Written task> Format each line of text in the material below as a row of a Markdown table with the columns No. and Line, numbering the rows and skipping blank lines. Leave the pictures out.

Supplied information>
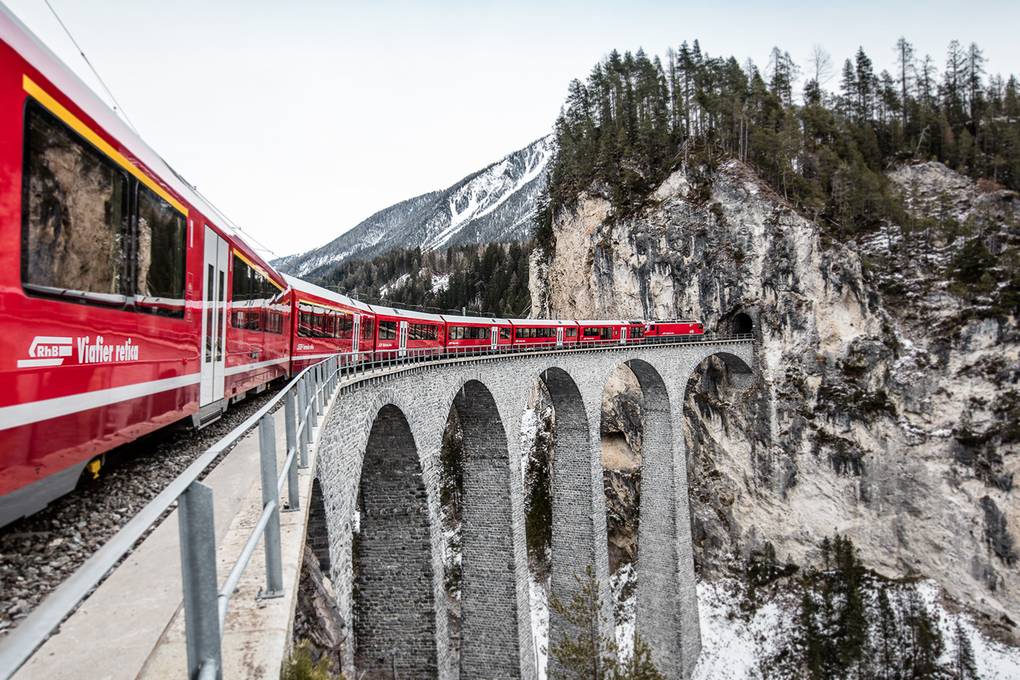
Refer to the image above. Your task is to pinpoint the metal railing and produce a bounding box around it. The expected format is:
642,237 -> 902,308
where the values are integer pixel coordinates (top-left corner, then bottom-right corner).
177,357 -> 340,680
0,333 -> 754,680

Final answer>
| No. | Line |
|---|---|
| 1 | Refer to the image above. Your task is to pinpoint the metal railing and produce a bounding box around it. The expected format is: |
| 2 | 642,237 -> 902,308 |
| 3 | where the values are integer pixel coordinates (top-left corner, then bottom-right corner). |
| 4 | 177,357 -> 340,680 |
| 5 | 0,333 -> 754,680 |